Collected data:
══════════

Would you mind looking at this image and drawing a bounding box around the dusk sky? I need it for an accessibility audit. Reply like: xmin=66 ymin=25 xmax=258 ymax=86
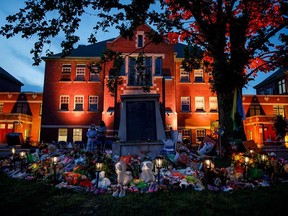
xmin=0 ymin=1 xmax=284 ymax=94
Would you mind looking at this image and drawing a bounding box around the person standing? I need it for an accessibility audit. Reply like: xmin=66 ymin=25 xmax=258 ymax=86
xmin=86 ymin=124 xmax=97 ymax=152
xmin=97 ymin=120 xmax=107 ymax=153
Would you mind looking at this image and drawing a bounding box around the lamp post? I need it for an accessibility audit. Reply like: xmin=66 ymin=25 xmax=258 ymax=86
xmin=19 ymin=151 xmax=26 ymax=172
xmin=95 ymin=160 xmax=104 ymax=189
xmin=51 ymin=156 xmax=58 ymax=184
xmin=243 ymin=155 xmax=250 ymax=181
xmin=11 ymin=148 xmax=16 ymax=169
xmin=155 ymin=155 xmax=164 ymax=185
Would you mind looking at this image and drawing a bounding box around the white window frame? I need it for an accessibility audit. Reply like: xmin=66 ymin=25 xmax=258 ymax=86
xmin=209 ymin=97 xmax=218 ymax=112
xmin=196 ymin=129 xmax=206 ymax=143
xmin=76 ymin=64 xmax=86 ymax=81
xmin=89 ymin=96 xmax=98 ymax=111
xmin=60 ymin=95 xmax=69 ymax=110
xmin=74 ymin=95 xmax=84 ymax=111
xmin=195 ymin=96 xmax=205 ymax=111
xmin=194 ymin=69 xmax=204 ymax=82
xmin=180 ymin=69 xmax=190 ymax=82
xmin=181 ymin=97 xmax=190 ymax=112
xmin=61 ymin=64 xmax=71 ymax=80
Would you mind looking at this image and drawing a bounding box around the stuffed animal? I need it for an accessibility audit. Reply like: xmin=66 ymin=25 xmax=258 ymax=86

══════════

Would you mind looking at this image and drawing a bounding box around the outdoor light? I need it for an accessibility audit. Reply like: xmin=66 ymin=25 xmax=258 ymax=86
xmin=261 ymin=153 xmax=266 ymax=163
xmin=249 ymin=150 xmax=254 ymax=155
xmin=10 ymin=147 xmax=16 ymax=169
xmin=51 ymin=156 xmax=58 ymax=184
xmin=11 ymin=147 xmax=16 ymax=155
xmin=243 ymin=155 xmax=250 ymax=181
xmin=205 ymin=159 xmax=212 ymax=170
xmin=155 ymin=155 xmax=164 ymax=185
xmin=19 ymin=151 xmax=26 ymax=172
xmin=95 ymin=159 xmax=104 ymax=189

══════════

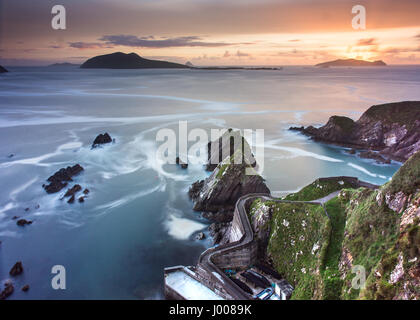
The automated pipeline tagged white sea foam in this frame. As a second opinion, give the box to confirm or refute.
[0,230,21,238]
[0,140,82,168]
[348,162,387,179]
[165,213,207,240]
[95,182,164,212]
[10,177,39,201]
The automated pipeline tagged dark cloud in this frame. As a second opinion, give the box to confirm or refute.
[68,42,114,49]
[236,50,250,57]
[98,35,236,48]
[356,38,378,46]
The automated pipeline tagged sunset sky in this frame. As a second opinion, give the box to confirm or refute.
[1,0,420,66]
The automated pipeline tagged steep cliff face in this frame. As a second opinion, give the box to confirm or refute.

══════════

→ TRY IT
Would you copy out exactly the lines above that start at the one containing "The automated pipeline tagged dark" and end at the one containing "The automated pipeline tagged steep", inclusive?

→ RESPONSE TO THIS TASK
The automated pipeline tagged dark cloud in this frame. As a second opinion, give the box to confirm or refute.
[68,42,114,49]
[236,50,250,57]
[98,35,236,48]
[356,38,378,46]
The automated pipeline tagged sunset sky in this frame. As a second opinion, give the box to confirm or refute.
[1,0,420,66]
The automated pipeline tagged steep cliff face in this frame. As a second opinion, give the box to confirm or refute.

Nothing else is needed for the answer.